** TEXT SECTION follows **
Retiring Judge of Appeal Chao Hick Tin, 75, receives rare tribute from ministers, judges and lawyers

Judge Chao Hick Tin, who will retire on Sept 28, played an important role in securing Singapore's long-term water security.
Judge Chao Hick Tin, who will retire on Sept 28, played an important role in securing Singapore's long-term water security.PHOTO: SUPREME COURT OF SINGAPORE

SINGAPORE - Judge of Appeal Chao Hick Tin, the only judge to have served under all four post-independence Chief Justices, will retire on Thursday (Sept 28) on his 75th birthday, after more than 50 years in public service in key positions.

On Wednesday, a rare valedictory reference - last held in 1990 for the retiring Chief Justice Wee Chong Jin - was conducted to honour Justice Chao and his contributions to Singapore.

It was attended by Deputy Prime Minister Teo Chee Hean and Law Minister K. Shanmugam, as well as fellow judges and lawyers.

Chief Justice Sundaresh Menon, Mr Shanmugam, Professor S. Jayakumar, Attorney-General Lucien Wong, Law Society president Gregory Vijayendran, Supreme Court registrar Vincent Hoong, and Judge of Appeal Andrew Phang gave speeches to pay tribute to Justice Chao.

Mr Shanmugam revealed how Justice Chao, as a 25-year-old officer in the Attorney-General's Chambers, had played a pivotal role in securing Singapore's long-term water security when he represented the country at a United Nations event in 1968, following its separation from Malaysia in 1965.

During the discussions at the UN Conference on the Law of Treaties, a Malaysian representative acknowledged that "some treaties might be so fundamental to the very existence of States that they simply could not be dispensed with, whatever political differences might arise", said Mr Shanmugam.
** End of TEXT SECTION **
** DATASET CONTENT follows **
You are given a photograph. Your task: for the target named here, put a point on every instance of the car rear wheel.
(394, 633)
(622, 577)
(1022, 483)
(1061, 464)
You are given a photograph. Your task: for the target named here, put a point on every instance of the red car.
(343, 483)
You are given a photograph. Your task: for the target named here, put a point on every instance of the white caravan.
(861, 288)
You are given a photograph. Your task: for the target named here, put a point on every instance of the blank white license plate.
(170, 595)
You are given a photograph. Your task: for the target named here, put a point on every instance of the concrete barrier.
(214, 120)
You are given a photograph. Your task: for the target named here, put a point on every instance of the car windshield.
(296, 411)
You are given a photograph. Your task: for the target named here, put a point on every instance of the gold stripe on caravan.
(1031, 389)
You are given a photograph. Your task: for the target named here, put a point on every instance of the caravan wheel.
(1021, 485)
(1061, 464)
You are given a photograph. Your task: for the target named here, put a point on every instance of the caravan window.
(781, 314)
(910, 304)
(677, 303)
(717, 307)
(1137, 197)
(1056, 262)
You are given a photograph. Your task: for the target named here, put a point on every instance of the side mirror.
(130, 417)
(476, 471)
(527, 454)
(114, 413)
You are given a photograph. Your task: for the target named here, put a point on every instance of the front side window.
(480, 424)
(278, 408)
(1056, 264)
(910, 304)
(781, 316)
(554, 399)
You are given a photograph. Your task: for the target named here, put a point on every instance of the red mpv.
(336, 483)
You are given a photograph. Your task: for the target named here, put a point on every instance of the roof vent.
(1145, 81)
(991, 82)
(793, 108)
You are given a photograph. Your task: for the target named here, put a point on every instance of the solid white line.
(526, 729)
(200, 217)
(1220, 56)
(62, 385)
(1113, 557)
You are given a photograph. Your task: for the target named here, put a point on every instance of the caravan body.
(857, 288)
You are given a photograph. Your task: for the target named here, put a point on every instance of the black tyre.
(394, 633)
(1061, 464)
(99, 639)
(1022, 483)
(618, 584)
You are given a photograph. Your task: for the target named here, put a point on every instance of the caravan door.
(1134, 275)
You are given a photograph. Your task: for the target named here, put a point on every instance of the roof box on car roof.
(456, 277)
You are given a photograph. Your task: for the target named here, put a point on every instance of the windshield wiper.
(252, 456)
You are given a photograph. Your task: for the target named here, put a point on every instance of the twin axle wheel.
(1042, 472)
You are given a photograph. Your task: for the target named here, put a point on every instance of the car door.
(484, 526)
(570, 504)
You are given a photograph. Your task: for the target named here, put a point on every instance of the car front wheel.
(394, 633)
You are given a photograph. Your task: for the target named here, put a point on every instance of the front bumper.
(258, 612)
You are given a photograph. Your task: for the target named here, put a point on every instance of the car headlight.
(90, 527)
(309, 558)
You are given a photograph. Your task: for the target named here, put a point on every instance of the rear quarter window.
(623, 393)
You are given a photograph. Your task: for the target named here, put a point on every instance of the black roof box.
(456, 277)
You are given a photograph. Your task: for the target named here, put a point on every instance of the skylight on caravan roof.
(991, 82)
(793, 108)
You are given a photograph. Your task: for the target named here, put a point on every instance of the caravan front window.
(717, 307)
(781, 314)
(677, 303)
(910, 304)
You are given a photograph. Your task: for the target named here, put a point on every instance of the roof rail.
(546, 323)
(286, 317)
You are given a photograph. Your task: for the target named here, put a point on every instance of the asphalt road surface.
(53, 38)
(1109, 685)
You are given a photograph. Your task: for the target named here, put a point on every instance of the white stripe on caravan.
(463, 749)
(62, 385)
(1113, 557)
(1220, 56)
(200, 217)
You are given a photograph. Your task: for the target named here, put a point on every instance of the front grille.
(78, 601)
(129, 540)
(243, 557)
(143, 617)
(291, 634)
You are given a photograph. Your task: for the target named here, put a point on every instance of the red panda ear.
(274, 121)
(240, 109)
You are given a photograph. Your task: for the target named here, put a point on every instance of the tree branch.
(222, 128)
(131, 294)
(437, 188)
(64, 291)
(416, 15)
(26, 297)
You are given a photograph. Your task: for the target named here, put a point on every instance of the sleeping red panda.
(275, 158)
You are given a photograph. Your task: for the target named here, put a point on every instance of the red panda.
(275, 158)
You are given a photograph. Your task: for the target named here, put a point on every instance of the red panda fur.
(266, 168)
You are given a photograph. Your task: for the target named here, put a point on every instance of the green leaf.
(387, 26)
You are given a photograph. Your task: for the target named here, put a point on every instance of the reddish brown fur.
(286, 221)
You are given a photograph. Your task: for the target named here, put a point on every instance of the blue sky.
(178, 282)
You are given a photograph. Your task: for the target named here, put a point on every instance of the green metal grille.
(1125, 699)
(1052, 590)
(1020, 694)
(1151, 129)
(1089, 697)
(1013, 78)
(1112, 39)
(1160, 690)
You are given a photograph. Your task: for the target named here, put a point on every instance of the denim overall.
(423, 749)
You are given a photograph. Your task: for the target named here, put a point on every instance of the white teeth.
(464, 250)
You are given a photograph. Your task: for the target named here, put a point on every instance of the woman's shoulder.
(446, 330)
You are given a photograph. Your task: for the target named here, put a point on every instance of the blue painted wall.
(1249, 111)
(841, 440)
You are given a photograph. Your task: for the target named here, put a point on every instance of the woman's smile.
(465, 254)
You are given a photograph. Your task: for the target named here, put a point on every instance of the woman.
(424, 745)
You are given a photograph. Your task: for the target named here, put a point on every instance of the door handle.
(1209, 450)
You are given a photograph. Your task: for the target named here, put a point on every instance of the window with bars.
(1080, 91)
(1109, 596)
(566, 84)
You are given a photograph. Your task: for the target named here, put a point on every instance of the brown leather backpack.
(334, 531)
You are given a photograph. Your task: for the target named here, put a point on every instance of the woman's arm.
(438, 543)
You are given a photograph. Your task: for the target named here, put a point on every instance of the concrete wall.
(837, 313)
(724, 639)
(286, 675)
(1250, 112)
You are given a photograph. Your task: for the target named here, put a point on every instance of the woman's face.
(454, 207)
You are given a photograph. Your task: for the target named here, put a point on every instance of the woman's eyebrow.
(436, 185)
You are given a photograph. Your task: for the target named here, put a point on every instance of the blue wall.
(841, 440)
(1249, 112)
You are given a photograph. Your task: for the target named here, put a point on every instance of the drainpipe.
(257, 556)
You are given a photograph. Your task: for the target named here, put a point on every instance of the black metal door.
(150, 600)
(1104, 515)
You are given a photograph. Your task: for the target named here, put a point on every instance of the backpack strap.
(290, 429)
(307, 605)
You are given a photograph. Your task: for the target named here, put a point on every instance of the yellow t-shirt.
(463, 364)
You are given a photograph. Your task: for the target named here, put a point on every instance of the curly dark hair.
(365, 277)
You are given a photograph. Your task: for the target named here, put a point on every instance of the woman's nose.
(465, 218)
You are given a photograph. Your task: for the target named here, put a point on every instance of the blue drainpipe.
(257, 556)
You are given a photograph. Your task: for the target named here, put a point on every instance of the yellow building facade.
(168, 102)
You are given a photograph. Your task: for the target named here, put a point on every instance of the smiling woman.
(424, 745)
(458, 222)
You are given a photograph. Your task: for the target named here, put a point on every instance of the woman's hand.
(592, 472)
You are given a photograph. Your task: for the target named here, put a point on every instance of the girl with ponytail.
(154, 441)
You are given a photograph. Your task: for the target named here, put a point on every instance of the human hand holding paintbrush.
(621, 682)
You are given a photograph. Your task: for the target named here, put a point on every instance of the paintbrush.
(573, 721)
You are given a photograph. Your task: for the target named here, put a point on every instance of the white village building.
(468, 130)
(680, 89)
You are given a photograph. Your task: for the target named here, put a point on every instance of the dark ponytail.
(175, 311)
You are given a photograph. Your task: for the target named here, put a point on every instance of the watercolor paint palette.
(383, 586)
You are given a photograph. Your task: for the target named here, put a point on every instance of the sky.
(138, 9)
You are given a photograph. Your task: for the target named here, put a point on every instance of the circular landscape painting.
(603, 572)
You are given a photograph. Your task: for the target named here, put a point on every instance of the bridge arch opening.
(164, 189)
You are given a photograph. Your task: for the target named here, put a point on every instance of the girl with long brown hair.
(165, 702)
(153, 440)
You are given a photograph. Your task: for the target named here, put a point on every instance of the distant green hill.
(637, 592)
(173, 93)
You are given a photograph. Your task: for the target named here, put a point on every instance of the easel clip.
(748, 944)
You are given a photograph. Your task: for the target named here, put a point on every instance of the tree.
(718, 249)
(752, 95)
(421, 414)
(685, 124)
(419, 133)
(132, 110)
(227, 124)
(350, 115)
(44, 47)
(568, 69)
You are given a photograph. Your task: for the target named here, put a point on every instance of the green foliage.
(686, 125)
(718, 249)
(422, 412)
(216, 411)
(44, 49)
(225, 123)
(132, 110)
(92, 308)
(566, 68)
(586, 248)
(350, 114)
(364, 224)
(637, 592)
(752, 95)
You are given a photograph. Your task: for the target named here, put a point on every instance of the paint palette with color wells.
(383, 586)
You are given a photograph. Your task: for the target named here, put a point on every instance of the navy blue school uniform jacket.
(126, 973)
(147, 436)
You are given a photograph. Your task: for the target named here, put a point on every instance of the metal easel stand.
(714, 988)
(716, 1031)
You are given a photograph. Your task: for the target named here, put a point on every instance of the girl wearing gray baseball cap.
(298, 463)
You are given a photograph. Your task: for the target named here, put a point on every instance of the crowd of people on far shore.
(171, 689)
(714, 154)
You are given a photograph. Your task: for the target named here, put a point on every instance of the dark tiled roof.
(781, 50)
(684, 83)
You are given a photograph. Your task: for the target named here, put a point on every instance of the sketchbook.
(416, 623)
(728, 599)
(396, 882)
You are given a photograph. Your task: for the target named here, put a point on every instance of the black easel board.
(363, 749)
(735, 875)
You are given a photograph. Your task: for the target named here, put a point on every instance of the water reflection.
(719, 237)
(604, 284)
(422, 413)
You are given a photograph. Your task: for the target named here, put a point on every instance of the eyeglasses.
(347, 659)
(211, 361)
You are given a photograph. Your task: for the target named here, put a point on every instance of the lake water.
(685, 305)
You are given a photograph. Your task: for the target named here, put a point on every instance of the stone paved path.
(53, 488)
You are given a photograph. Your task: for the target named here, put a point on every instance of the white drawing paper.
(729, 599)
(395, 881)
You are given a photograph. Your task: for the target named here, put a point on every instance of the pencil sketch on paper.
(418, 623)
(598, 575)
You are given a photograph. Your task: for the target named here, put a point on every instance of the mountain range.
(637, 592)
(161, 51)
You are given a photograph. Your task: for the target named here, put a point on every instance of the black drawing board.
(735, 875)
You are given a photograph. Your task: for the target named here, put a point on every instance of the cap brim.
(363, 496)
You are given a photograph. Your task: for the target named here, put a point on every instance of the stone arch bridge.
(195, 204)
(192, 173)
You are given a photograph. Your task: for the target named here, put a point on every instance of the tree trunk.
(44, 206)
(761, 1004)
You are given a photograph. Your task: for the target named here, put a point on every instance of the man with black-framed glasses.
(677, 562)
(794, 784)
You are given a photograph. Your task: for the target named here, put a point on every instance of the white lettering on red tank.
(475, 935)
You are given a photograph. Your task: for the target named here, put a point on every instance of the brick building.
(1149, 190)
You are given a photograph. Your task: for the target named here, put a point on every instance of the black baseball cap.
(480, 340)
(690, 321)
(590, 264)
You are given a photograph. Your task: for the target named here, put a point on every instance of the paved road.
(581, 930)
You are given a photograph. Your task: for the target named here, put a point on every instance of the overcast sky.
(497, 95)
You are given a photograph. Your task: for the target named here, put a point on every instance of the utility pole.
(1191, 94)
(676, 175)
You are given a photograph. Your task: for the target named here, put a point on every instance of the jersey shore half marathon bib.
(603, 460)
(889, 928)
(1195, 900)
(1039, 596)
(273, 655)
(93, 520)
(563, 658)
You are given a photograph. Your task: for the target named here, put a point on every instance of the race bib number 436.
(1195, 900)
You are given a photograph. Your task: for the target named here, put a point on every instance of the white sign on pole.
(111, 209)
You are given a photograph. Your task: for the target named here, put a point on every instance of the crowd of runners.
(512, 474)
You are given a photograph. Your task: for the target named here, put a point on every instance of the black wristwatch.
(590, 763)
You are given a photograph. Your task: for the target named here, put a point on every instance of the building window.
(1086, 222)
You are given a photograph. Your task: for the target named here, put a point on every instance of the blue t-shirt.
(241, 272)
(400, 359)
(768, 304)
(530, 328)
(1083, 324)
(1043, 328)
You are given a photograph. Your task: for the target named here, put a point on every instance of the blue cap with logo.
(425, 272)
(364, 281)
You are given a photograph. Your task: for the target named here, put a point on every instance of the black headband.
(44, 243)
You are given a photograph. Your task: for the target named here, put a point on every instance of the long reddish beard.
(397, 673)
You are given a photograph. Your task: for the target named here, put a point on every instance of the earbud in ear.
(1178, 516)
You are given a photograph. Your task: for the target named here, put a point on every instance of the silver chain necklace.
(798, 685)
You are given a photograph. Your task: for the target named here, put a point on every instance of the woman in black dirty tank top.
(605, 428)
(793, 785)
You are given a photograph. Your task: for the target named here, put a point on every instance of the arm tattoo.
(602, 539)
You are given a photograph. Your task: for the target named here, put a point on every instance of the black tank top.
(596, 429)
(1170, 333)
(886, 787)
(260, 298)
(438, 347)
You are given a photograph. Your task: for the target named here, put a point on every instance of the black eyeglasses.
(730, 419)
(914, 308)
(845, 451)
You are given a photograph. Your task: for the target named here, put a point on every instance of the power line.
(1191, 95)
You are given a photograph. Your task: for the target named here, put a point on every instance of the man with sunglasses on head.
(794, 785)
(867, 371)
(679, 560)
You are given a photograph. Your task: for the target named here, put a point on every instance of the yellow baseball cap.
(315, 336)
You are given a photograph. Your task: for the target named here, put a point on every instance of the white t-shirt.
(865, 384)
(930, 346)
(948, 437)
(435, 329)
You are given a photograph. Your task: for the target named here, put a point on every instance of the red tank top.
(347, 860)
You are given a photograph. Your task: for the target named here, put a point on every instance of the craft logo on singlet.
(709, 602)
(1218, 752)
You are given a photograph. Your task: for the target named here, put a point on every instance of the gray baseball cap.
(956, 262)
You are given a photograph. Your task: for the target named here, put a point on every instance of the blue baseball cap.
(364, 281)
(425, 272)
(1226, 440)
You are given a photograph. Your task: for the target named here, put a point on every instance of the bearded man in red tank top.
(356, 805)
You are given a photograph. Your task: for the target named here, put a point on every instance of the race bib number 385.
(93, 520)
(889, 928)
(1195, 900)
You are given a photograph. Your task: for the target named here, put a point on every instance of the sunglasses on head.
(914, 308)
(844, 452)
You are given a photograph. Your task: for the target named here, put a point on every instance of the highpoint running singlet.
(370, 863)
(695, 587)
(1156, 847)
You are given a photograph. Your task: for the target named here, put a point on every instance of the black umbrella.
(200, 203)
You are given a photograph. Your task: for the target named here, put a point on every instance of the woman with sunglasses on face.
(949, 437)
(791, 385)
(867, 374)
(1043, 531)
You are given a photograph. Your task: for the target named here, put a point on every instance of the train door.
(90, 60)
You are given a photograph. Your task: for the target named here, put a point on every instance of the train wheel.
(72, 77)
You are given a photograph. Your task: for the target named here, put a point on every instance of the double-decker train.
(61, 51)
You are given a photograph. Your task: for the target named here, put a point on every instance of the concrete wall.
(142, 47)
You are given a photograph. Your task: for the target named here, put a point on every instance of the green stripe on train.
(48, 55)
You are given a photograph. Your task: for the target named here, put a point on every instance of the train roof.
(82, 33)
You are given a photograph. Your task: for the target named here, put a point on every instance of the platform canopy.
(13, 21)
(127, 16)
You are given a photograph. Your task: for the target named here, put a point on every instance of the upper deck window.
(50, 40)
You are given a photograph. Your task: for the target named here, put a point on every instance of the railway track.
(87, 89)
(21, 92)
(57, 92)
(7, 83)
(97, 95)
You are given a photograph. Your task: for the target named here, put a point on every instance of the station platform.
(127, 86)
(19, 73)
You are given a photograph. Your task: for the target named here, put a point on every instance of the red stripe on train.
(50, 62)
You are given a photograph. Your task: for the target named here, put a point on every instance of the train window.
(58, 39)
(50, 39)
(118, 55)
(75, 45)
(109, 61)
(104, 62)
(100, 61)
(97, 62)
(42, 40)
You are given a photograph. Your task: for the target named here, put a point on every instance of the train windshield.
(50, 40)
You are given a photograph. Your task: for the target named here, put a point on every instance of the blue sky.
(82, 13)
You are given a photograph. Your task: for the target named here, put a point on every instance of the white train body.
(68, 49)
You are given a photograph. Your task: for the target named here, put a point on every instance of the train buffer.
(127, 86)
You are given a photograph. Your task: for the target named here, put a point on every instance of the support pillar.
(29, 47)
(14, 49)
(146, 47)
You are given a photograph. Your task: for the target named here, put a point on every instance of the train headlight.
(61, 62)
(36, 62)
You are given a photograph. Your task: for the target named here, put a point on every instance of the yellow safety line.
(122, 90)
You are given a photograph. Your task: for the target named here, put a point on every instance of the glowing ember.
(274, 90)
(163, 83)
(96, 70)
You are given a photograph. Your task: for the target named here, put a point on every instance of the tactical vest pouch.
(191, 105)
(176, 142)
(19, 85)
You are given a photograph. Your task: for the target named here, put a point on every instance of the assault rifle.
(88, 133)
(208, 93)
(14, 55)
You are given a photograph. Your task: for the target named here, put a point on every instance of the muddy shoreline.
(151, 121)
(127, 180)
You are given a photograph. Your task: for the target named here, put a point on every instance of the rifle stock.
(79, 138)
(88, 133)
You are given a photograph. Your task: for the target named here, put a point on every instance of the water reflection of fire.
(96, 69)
** End of DATASET CONTENT **
YOUR TASKS:
[A] Repeat word for word the part of the article on Chao Hick Tin's retirement starting with "SINGAPORE - Judge" and going on through "to Justice Chao.".
[B] Condense the paragraph of the article on Chao Hick Tin's retirement that begins "Mr Shanmugam revealed how" into one shorter sentence that keeps its main facts.
[C] Go on writing the article on Chao Hick Tin's retirement from the point where it stops.

RESPONSES FOR EACH TASK:
[A]
SINGAPORE - Judge of Appeal Chao Hick Tin, the only judge to have served under all four post-independence Chief Justices, will retire on Thursday (Sept 28) on his 75th birthday, after more than 50 years in public service in key positions.

On Wednesday, a rare valedictory reference - last held in 1990 for the retiring Chief Justice Wee Chong Jin - was conducted to honour Justice Chao and his contributions to Singapore.

It was attended by Deputy Prime Minister Teo Chee Hean and Law Minister K. Shanmugam, as well as fellow judges and lawyers.

Chief Justice Sundaresh Menon, Mr Shanmugam, Professor S. Jayakumar, Attorney-General Lucien Wong, Law Society president Gregory Vijayendran, Supreme Court registrar Vincent Hoong, and Judge of Appeal Andrew Phang gave speeches to pay tribute to Justice Chao.

[B] Mr Shanmugam said that Justice Chao, then a 25-year-old Attorney-General's Chambers officer, helped secure Singapore's long-term water security by representing the country at a 1968 United Nations event, three years after its separation from Malaysia.

[C]
"For example, the new island State of Singapore was dependent on Malaysia for its water supply; The treaty under which Malaysia had to supply a certain quantity of water daily to Singapore could not be terminated or suspended between the two States for any political reason," the Malaysian representative was quoted as saying.

Mr Shanmugam said Justice Chao heard the remarks and had the presence of mind and astuteness to act, having realised quickly how important the statement was because water from Malaysia was linked to Singapore's very survival.

He said Justice Chao reiterated "that the representative of Malaysia had said that even the severance of diplomatic relations, which he hoped would never occur, would not affect the water agreement between Singapore and Malaysia."

In doing so, Justice Chao had put on official record Malaysia's express confirmation that our water agreements cannot be terminated, whatever political differences might arise, said Mr Shanmugam.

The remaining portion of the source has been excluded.